(Records from a data source)
::::

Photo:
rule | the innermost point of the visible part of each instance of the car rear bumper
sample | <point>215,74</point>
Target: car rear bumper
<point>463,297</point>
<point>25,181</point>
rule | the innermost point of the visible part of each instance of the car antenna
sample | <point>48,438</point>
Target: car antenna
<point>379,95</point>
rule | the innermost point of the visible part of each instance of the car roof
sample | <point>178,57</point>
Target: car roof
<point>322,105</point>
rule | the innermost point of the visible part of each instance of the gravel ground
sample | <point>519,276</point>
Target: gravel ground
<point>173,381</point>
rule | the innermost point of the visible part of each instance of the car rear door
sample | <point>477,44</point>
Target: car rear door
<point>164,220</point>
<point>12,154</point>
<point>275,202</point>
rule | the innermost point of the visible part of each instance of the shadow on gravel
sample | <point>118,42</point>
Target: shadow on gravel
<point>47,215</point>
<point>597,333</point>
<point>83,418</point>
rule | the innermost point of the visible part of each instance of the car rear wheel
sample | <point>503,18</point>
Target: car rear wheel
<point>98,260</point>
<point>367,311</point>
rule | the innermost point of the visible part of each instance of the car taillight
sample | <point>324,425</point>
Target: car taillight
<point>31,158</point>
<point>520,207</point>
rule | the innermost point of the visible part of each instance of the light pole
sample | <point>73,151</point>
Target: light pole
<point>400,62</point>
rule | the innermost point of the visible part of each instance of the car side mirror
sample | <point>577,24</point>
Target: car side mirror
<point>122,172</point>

::::

▶ **What to do**: All the entries above should come back exactly as they are written.

▶ **Answer section**:
Photo:
rule | the innermost point of the visible part of each instance of the car rear bumper
sample | <point>215,74</point>
Target: car rear bumper
<point>463,297</point>
<point>25,181</point>
rule | the innermost point of the visible part of each instance of the car antenna
sample | <point>48,438</point>
Target: car antenna
<point>379,95</point>
rule | the innermost point of the visible part of each instance of the car roof
sample | <point>178,57</point>
Target: car roof
<point>322,105</point>
rule | the innermost point of the visible part of each instance of the gravel ground
sample | <point>519,276</point>
Target: gravel ground
<point>173,381</point>
rule | the innermost point of the visible part of each instance of the car rear door
sample | <point>477,44</point>
Target: car rear door
<point>164,220</point>
<point>12,154</point>
<point>275,202</point>
rule | the innermost point of the visible part of each instance of the shadow on gravel
sample | <point>118,42</point>
Target: shadow on gravel
<point>47,215</point>
<point>597,333</point>
<point>83,418</point>
rule | the innermost point of the visible part of each instance of the car rear wheel
sample | <point>503,18</point>
Target: car rear wheel
<point>98,260</point>
<point>367,311</point>
rule | the innermost point of the visible part of each instance of the car taillight
sample | <point>324,425</point>
Target: car taillight
<point>31,158</point>
<point>520,207</point>
rule | the innermost point of the visible part of each instance of the light pole
sample | <point>73,151</point>
Target: light pole
<point>400,62</point>
rule | the innermost point of the visible part of each instance of the car side mirror
sample | <point>577,24</point>
Target: car side mirror
<point>122,172</point>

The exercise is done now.